■ **Your instructions**: Quote all of the rows below verbatim, line for line.

■ **Raw data**:
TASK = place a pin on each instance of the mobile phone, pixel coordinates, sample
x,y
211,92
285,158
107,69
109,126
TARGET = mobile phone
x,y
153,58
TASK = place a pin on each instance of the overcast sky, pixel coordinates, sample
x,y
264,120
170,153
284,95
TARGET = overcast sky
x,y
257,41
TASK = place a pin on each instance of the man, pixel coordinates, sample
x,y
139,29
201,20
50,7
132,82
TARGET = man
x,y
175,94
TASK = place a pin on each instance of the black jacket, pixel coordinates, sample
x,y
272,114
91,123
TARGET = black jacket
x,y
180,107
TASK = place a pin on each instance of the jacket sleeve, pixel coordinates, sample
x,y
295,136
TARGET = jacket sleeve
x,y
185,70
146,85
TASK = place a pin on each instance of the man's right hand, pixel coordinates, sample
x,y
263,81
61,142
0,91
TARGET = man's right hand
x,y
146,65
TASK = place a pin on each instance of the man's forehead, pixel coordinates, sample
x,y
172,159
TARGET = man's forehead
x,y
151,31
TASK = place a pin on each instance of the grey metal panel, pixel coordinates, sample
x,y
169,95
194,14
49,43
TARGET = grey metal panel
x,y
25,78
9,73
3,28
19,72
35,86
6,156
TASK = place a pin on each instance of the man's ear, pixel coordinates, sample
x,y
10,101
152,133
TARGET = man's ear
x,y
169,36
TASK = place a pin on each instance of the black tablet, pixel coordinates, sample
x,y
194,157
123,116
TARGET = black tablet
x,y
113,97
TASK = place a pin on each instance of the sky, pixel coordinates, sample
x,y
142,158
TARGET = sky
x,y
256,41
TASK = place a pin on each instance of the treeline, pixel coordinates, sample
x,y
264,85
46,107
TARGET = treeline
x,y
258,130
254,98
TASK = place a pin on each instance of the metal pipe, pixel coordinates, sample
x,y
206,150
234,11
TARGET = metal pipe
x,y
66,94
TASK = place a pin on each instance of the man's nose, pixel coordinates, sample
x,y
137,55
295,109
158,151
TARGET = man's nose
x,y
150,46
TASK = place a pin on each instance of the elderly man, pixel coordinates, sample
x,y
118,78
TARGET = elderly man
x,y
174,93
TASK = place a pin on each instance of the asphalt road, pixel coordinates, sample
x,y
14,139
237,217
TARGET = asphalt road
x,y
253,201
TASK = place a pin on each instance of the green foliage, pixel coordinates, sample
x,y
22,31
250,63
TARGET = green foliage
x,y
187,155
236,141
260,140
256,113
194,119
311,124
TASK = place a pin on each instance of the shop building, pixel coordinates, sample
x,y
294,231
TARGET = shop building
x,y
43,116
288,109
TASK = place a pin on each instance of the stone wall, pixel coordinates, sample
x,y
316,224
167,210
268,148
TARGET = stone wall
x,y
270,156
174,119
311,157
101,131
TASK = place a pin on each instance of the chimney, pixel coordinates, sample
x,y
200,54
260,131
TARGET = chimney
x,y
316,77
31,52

■ **Solution to the exercise**:
TASK = place a pin on each instance of the mobile phone, pixel coordinates, sample
x,y
211,92
285,158
107,69
109,126
TARGET = mobile phone
x,y
153,58
TASK = place a pin on each instance of the overcast sky, pixel coordinates, sample
x,y
264,120
170,153
284,95
TARGET = overcast sky
x,y
257,41
TASK = place a pin on each instance of the man, pixel coordinates, sample
x,y
139,29
201,20
50,7
132,82
TARGET = man
x,y
175,94
TASK = place a pin on each instance of the black jacket, pixel coordinates, sample
x,y
272,114
91,123
TARGET = black jacket
x,y
180,107
TASK = place a pin on each instance of the jacket sleeve, pixel coordinates, sample
x,y
295,136
TARGET = jacket sleeve
x,y
185,70
146,85
TASK = place a pin on each instance of the man's right hand, pixel coordinates, sample
x,y
263,81
61,142
0,91
TARGET = man's right hand
x,y
146,65
TASK = place a pin on each instance of the man's forehead, pixel coordinates, sample
x,y
172,159
TARGET = man's forehead
x,y
151,31
TASK = place a pin on each instance of the grey metal panel, pixel coordinates, sample
x,y
169,95
194,14
49,43
TARGET = grey metal panel
x,y
25,78
9,73
3,28
19,72
35,86
6,156
TASK = place a pin on each instance of the man's ear, pixel coordinates, sample
x,y
10,101
152,133
TARGET = man's ear
x,y
169,36
TASK = place a pin on each instance of the black tablet, pixel coordinates, sample
x,y
194,157
123,116
TARGET = black tablet
x,y
113,97
TASK = place a pin on each instance of the sky, pixel coordinates, sample
x,y
142,158
TARGET = sky
x,y
256,41
TASK = place a pin on each instance of the treeline, pixel coordinates, sample
x,y
264,85
46,107
TARGET = treeline
x,y
258,130
254,98
TASK = place a pin on each instance of the metal pipe, pixel coordinates, sample
x,y
206,150
234,11
TARGET = metal pipe
x,y
66,94
TASK = place a pin on each instance of the man's nose, pixel coordinates, sample
x,y
137,55
295,109
158,151
TARGET = man's nose
x,y
150,46
TASK = place a pin on each instance of the elderly man, pixel coordinates, sample
x,y
118,78
TARGET = elderly man
x,y
174,93
TASK = place a pin on each instance of the asphalt road, pixel coordinates, sample
x,y
14,139
237,217
TARGET = asphalt road
x,y
253,201
TASK = place a pin on each instance of the green foliage, pixel coordinates, sample
x,y
22,31
250,63
TARGET = green foliage
x,y
187,155
236,141
260,140
256,113
194,119
311,124
TASK = place a pin on each instance of the shop building, pixel coordinates, sample
x,y
294,231
TARGET = shop building
x,y
43,116
288,109
TASK = place a pin on each instance of the stone wall, pixel coordinates, sample
x,y
316,224
167,210
268,148
TARGET = stone wall
x,y
270,156
174,119
311,157
101,131
TASK = place a pin on each instance of the chimney, pixel coordinates, sample
x,y
200,54
260,131
TARGET = chimney
x,y
316,77
31,52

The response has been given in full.